■ **VORLIEGENDER TEXT**:
═══

2. Der Mangel ist auch nicht infolge einer nachträglichen Änderung des Mietvertrags entfallen. Aus dem beklagtenseitigen Vortrag hierzu ergibt sich, dass entsprechende Bemühungen nicht zum Abschluss kamen.

3. Der Rückforderung steht auch § 814 Var. 1 BGB nicht entgegen. Denn die Beklagte hatte bei den gegenständlichen Mietzahlungen keine positive Kenntnis vom teilweise fehlenden Rechtsgrund.

Die bloße Kenntnis der Tatsachen, aus denen sich das Nichtbestehen der Verbindlichkeit usw. ergibt, reicht für die Anwendbarkeit von § 814 nicht aus, BeckOK BGB § 814 Rn.8.

Hier hatte die Klägerin positive Kenntnis im vorgenannten Sinne ab dem 17.1.2020. Dass sie auch im Zeitraum zuvor positive Kenntnis hatte, ist nicht ersichtlich.

Aus B2 lässt sich eine solche Kenntnis nicht ableiten. In dem Schreiben äußerte die Klägerin lediglich ihren Verdacht, dass ihre Wohnung um ‚einige Quadratmeter‘ zu klein sei. Genaueres könne sie nur nach weiterer Sachaufklärung durch den Beklagten selbst oder einen Gutachter sagen. Folglich hatte sie aufgrund der in diesem Zusammenhang geschilderten Tatsachen lediglich den Verdacht einer negativen Wohnflächenabweichung, jedoch keine positive Kenntnis. Erst recht hatte sie keine positive Kenntnis vom tatsächlichen Umfang der Abweichung. Sie konnte daher nicht positiv wissen, ob eine rechtsrelevante, nicht unerhebliche Minderung der Tauglichkeit‘ (§ 536 1 3 BGB) vorliegt oder nicht.

═══

■ **ZU ERLEDIGENDE AUFGABEN**:
**1.** Gib alle Sätze aus dem vorliegenden Text wieder, in denen die Wendung „positive Kenntnis“ vorkommt.
**2.** Übersetze diesen Satz aus dem vorliegenden Text ins Englische: „Der Mangel ist auch nicht infolge einer nachträglichen Änderung des Mietvertrags entfallen.“

■ **BEREITGESTELLTES MATERIAL**:
═══

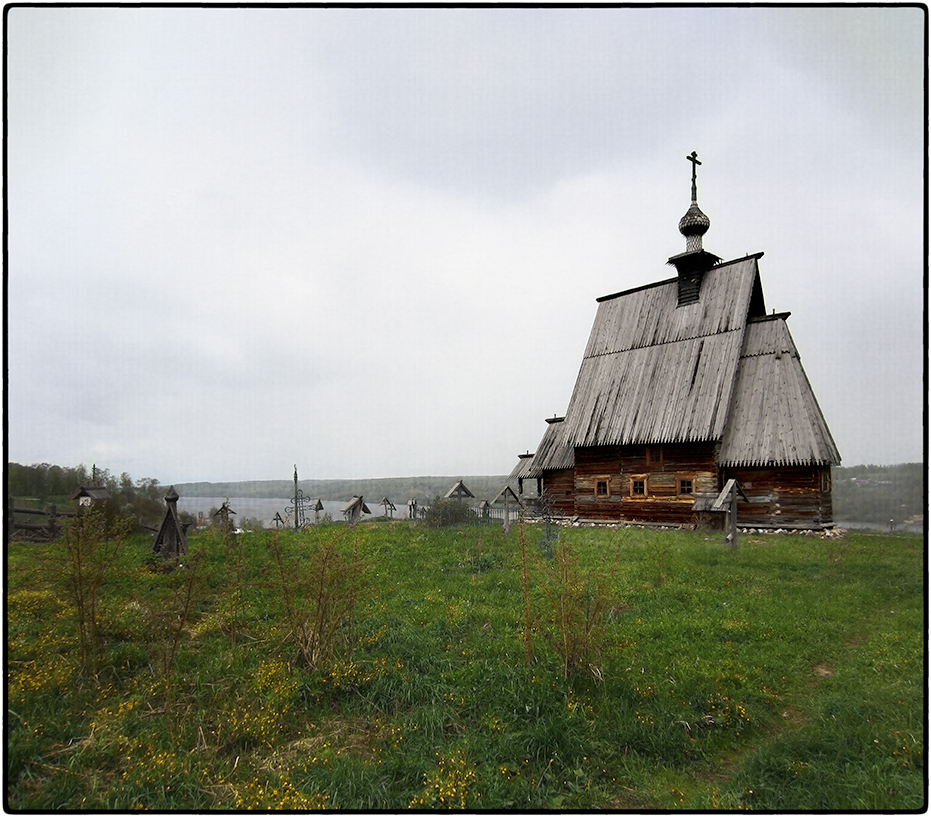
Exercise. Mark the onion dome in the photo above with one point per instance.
(693, 225)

═══

■ **ANTWORTEN**:
**1.**
- Denn die Beklagte hatte bei den gegenständlichen Mietzahlungen keine positive Kenntnis vom teilweise fehlenden Rechtsgrund.
- Hier hatte die Klägerin positive Kenntnis im vorgenannten Sinne ab dem 17.1.2020.
- Dass sie auch im Zeitraum zuvor positive Kenntnis hatte, ist nicht ersichtlich.
- Folglich hatte sie aufgrund der in diesem Zusammenhang geschilderten Tatsachen lediglich den Verdacht einer negativen Wohnflächenabweichung, jedoch keine positive Kenntnis.
- Erst recht hatte sie keine positive Kenntnis vom tatsächlichen Umfang der Abweichung.

**2.** Nor did the defect cease to exist as a result of a subsequent amendment of the lease agreement.